-------- DATA SECTION --------

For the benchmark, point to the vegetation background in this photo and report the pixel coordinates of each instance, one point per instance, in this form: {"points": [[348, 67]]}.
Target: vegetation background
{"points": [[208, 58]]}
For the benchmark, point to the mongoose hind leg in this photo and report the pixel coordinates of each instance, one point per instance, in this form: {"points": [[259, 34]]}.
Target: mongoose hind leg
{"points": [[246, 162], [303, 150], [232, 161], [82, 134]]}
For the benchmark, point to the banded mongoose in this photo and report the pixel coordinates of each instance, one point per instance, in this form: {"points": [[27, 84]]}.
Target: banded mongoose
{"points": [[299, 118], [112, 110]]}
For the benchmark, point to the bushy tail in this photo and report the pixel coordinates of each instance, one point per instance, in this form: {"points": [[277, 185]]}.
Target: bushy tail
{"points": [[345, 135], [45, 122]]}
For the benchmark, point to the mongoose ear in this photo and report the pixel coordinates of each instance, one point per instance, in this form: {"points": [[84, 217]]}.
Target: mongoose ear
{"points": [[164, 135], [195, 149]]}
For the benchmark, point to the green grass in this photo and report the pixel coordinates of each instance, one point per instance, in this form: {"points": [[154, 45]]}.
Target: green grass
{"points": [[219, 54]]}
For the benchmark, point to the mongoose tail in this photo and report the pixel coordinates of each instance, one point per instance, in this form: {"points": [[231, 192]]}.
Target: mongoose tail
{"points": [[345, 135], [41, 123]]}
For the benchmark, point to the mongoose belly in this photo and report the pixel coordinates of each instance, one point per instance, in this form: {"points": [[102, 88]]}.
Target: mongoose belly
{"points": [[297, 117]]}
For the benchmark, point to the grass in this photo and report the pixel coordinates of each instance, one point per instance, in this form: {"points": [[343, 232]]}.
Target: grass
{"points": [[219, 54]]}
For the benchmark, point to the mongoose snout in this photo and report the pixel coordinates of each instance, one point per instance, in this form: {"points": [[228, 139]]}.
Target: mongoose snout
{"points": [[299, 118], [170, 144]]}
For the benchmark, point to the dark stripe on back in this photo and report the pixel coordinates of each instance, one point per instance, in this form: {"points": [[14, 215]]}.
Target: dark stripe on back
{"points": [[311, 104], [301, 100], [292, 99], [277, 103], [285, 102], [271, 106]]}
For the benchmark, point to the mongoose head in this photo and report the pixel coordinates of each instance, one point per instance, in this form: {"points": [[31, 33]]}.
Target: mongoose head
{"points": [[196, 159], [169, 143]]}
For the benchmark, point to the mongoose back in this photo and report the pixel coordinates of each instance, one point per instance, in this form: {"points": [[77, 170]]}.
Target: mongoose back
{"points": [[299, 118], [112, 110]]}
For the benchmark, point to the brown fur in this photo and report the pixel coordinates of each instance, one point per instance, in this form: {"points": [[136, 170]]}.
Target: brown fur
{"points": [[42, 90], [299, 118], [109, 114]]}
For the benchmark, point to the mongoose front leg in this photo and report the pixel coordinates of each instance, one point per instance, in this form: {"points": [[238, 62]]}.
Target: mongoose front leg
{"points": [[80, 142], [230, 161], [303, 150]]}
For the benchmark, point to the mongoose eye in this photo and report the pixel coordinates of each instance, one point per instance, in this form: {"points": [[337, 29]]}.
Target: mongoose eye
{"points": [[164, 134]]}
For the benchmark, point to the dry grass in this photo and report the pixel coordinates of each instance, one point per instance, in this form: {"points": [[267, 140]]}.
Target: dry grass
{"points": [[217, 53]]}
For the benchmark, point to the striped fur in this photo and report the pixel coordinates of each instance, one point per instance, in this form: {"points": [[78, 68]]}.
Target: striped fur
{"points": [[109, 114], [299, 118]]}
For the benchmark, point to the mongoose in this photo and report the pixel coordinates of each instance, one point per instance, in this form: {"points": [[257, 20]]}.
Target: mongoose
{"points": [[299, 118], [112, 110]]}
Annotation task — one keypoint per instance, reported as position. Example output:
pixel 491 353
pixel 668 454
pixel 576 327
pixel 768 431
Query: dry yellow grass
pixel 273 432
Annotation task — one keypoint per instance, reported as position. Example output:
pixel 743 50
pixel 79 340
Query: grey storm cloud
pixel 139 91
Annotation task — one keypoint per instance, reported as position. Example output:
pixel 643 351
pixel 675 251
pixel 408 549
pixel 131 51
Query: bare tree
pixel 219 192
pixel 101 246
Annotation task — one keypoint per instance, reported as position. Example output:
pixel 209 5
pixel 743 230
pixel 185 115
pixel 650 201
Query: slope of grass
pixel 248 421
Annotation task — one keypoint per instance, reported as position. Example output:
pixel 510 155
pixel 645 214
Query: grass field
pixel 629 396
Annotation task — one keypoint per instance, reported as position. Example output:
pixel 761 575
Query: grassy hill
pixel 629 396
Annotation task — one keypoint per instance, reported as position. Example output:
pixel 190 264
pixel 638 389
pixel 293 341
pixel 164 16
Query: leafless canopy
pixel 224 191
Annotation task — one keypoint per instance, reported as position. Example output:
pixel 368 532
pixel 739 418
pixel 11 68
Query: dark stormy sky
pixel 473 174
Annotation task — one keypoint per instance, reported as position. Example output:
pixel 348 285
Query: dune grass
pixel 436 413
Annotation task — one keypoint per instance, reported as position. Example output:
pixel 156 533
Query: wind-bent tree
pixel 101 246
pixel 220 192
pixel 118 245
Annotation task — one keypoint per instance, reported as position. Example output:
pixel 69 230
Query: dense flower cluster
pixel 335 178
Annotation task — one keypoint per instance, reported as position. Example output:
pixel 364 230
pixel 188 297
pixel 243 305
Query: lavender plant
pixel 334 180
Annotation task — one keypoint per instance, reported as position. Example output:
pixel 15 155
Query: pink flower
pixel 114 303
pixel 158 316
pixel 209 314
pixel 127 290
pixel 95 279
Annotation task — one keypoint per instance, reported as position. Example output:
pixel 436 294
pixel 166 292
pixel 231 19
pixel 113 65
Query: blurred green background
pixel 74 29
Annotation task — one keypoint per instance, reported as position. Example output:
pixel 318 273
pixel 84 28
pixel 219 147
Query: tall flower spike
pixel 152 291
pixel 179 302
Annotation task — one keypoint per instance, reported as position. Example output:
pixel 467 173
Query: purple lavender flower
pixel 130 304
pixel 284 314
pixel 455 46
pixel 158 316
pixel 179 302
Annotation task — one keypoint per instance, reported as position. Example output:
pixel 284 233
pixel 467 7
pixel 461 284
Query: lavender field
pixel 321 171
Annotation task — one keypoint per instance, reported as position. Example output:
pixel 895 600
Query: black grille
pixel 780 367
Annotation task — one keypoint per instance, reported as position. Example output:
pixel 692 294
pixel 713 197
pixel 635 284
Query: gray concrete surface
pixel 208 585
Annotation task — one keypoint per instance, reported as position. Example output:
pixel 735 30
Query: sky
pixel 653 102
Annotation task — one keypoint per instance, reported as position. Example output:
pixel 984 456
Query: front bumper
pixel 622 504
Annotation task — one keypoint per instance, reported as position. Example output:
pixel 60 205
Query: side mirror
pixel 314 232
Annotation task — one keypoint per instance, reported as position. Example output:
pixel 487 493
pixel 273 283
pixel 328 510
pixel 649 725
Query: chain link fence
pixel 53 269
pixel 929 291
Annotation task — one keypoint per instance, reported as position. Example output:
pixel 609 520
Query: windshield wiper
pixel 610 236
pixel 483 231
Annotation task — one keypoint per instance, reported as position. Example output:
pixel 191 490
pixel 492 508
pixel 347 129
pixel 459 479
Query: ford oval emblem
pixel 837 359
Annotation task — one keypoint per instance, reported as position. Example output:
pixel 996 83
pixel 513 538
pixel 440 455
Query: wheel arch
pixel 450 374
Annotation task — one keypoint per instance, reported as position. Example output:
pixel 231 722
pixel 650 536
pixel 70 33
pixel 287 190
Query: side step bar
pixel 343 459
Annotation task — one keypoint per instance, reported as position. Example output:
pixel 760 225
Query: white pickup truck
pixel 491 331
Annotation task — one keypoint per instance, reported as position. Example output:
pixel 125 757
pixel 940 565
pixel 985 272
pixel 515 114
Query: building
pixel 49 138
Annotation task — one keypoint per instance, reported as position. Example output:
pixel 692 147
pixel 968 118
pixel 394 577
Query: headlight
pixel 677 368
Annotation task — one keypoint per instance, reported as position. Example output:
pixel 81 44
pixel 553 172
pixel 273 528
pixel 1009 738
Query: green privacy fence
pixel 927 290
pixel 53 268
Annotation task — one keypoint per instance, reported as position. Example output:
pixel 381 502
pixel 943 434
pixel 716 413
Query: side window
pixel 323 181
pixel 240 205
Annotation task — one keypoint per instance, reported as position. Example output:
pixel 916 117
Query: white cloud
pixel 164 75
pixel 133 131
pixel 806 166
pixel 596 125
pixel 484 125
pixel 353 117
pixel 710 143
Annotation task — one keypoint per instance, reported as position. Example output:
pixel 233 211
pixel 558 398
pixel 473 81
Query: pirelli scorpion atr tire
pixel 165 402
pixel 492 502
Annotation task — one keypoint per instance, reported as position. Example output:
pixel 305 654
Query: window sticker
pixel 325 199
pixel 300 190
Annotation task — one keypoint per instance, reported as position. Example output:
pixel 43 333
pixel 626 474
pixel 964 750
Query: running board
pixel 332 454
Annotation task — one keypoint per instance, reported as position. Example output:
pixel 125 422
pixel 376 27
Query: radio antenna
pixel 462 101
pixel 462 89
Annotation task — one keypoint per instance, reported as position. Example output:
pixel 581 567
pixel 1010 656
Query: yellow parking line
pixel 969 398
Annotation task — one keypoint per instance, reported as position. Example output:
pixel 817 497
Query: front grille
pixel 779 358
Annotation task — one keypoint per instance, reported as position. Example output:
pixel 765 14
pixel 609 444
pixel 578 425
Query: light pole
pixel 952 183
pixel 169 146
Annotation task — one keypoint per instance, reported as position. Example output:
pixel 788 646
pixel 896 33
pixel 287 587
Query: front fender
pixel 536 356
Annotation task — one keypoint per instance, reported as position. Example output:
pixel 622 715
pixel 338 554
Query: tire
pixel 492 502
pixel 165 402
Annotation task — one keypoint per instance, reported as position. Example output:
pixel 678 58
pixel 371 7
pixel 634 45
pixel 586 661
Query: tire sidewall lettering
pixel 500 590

--------

--- STATED EXERCISE ---
Count the lines of the listing above that contain the word "tree", treating uppercase and lowercase as different, and give only the number.

--- CORRECT RESPONSE ---
2